There are a number of public databases that store missing persons data, but there exists two major problems:
- The databases do not provide public API access and
- There is no common data standard for a missing persons case between databases.
I want to collect all of the missing persons data into one common database to provide easy access to researchers and students.
First I chose to focus on merging National Missing and Unidentified Persons System (NamUs) and National Center for Missing & Exploited Children (NCMEC). I crawled through the NCMEC database utilizing Requests and its underlying JSON API, while I used Selenium to crawl NamUs. Data from both sources were cleaned, standardized and linked if duplicated.
Crawling can be time consuming and hard to understand. I have created some iPython notebooks tutorials that walk through some of the basic building blocks of the code repository:
- Extracting Data from NCMEC
- Introduction to Selenium
- Extracting Data from NamUs
- Working with Find Us Missing Persons API
After all of the data was collected and merged into a single JSON file, I wanted to host the information. I used PostgreSQL to build a database, Flask to handle the API requests and Heroku to host everything. For proof of concept, I decided to only host a snapshot of the missing persons data for California collected April 20, 2014.

────────────────────

#### Task set
a – Retype the passage of the missing persons data write-up from "There are a" up to and including "linked if duplicated.".
b – Answer these questions using the missing persons data write-up:
(i) Which tool was used to crawl NamUs?
(ii) Which service hosted everything?
(iii) For which state was a snapshot of the data hosted as a proof of concept?

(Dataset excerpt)
────────────────────

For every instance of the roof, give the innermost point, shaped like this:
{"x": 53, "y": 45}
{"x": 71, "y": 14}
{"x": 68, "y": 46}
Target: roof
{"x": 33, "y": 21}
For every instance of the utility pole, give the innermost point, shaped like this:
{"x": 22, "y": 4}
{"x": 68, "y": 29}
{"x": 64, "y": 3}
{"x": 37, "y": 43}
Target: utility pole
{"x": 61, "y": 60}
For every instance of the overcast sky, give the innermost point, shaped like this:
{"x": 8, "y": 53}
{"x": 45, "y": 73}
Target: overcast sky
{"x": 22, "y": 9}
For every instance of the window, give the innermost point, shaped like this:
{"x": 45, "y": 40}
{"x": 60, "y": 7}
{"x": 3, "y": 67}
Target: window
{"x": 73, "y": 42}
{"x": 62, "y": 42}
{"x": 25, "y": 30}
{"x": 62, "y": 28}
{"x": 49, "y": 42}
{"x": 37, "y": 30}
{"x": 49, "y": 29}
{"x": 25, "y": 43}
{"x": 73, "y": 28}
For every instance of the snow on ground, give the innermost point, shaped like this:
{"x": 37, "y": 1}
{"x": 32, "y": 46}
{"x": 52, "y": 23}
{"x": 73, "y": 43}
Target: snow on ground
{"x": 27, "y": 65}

────────────────────

#### Task-by-task solutions
a –
There are a number of public databases that store missing persons data, but there exists two major problems:
- The databases do not provide public API access and
- There is no common data standard for a missing persons case between databases.
I want to collect all of the missing persons data into one common database to provide easy access to researchers and students.
First I chose to focus on merging National Missing and Unidentified Persons System (NamUs) and National Center for Missing & Exploited Children (NCMEC). I crawled through the NCMEC database utilizing Requests and its underlying JSON API, while I used Selenium to crawl NamUs. Data from both sources were cleaned, standardized and linked if duplicated.

b –
(i) Selenium
(ii) Heroku
(iii) California